START Passage provided
Latency spikes during Filter reload - CE 2.6.0

stephenw10

Hmm, well it doesn't appear to be a regression of that bug specifically:

[22.01-RELEASE][admin@5100.stevew.lan]/root: pfctl -t bogonsv6 -T flush
128188 addresses deleted.
[22.01-RELEASE][admin@5100.stevew.lan]/root: time pfctl -t bogonsv6 -T add -f /etc/bogonsv6
128188/128188 addresses added.
0.406u 0.234s 0:00.64 98.4%	205+185k 1+0io 0pf+0w

At least not on that hardware.

Steve

Averlon

The impact on the Firewall is similar to Redmine 10414, not that heavy as described there but bad enough to silence collaboration for 3 to 5 seconds. The cause for this is somewhere else, table sizes seems to be irrelevant. It can be triggered by pfctl -f /tmp/rules.debug at a certain line count of rules. It starts lightly somewhere between 400 and 600 lines and getting worst if more rules are present.

Cool_Corona

@averlon Same as the bug in 2.5.0 as I recall??

stephenw10

We are setting up testing to try to replicate locally.

cclarke69

I see the same symptom.

I7-5500u
8gb RAM
6x Intel NICS
120gb SSD

Home network for the family, so failing the WAF currently.

stephenw10

What sort of latency are you seeing? How many firewall lines?

cclarke69

@stephenw10 - around 300 active rules across 10 interfaces. WAN RTT goes from <7ms to >200 ms for around 50s. RTTd from 0.2ms to > 800ms for the same period.

stephenw10

Urgh, that's pretty bad.

How many actual rulset lines though? As reported by: pfctl -sr | wc -l

If you run the table reload commands I showed above do those come back in reasonable time?

Steve

cclarke69

@stephenw10 - output of pfctl -sr | wc -l is 1987. That command returns in about 1s

cclarke69

@stephenw10 - Which table reload command do you mean?

cclarke69

@stephenw10 - 1 table created.
128188/128188 addresses added.
0.29 real 0.12 user 0.16 sys

for time pfctl -t bogonsv6 -T add -f /etc/bogonsv6

stephenw10

Yes, that. And those times look fine.

You might also try:

[22.01-RELEASE][admin@5100.stevew.lan]/root: time pfctl -f /tmp/rules.debug
0.377u 0.329s 0:00.70 98.5%	208+187k 1+0io 0pf+0w

Hardly additional rules on that box though:

[22.01-RELEASE][admin@5100.stevew.lan]/root: pfctl -sr | wc -l
     121

Steve

cclarke69

@stephenw10 - time pfctl -f /tmp/rules.debug -> 6.06 real 0.35 user 5.70 sys

cclarke69

@stephenw10 - 0.370u 5.780s 0:06.15 100.0% 203+182k 5+0io 0pf+0w

cclarke69

@stephenw10 - If it helps, I've restarted the pfSense and observed the stats. The WAN RTT was very high for ~50s after the GUI became available. The OpenVPN interfaces carried over the WAN connection gave normal RTT immediately.
END Passage provided
*Required work*.
[1] In the forum thread about latency spikes during filter reload, how many active rules and interfaces does cclarke69 report?
[2] Reproduce the forum thread from "How many actual" up to and including "do you mean?", renaming "table reload" to "table refresh" everywhere it occurs.
START Material shown
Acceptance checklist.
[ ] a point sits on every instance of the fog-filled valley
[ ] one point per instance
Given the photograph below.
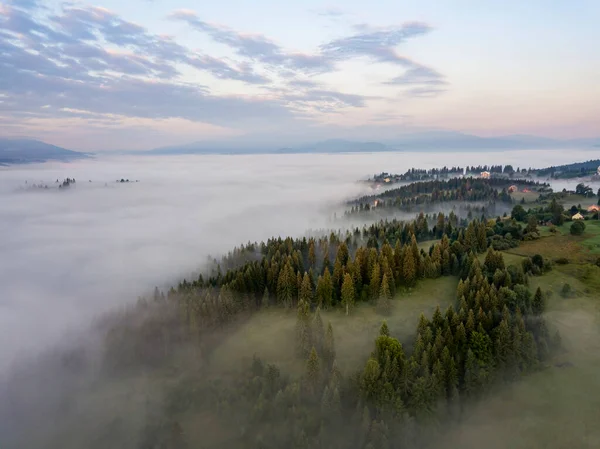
(75, 260)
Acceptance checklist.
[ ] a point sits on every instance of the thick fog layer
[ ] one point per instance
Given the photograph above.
(70, 254)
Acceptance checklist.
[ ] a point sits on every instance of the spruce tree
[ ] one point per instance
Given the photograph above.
(538, 304)
(384, 303)
(329, 346)
(324, 290)
(384, 330)
(409, 270)
(313, 372)
(306, 293)
(375, 282)
(303, 335)
(347, 294)
(318, 331)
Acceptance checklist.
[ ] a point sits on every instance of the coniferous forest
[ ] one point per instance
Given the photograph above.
(401, 396)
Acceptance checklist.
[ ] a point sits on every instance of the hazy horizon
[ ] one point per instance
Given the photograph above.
(96, 247)
(146, 74)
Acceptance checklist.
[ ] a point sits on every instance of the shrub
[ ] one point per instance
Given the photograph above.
(538, 260)
(577, 227)
(566, 291)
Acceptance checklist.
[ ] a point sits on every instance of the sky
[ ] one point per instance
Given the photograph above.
(140, 74)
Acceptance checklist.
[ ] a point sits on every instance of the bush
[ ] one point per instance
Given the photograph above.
(527, 265)
(538, 260)
(577, 227)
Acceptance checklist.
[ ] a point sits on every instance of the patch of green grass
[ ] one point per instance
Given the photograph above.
(270, 333)
(427, 244)
(530, 197)
(555, 407)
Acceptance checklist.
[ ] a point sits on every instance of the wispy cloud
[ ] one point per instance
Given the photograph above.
(256, 47)
(331, 11)
(88, 62)
(378, 44)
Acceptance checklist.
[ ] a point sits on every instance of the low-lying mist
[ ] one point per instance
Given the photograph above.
(68, 255)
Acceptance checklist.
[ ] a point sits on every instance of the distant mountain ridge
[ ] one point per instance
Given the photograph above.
(22, 151)
(15, 151)
(430, 141)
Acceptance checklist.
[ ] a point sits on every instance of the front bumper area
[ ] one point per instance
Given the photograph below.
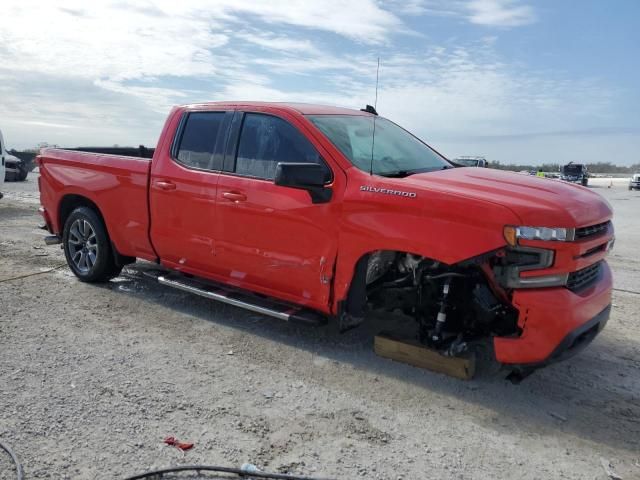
(556, 323)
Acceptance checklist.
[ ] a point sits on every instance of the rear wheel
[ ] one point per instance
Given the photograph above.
(87, 247)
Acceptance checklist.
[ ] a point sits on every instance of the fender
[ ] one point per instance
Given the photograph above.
(380, 214)
(65, 176)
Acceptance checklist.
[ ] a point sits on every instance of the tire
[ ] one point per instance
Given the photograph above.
(87, 247)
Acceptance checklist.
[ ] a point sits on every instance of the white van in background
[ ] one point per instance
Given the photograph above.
(3, 154)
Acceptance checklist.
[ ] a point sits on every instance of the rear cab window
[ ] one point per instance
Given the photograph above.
(265, 140)
(200, 141)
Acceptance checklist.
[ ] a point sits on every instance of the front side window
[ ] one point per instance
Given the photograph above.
(198, 140)
(392, 152)
(266, 140)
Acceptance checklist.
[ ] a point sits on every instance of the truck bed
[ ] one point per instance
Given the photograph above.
(114, 183)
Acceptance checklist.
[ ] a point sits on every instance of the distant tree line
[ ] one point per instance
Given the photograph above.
(599, 167)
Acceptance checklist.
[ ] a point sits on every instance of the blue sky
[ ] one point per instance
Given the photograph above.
(514, 80)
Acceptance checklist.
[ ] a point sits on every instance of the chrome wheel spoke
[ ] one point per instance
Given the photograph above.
(82, 244)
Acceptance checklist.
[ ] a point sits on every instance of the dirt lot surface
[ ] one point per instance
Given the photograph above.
(92, 378)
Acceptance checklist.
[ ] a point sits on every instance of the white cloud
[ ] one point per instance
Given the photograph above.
(104, 73)
(500, 13)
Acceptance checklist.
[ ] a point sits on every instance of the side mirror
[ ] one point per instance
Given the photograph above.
(304, 176)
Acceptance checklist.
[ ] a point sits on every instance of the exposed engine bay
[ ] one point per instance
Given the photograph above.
(454, 306)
END Material shown
*Expected results*.
[1] Around 300 active rules across 10 interfaces.

[2]
How many actual rulset lines though? As reported by: pfctl -sr | wc -l

If you run the table refresh commands I showed above do those come back in reasonable time?

Steve

cclarke69

@stephenw10 - output of pfctl -sr | wc -l is 1987. That command returns in about 1s

cclarke69

@stephenw10 - Which table refresh command do you mean?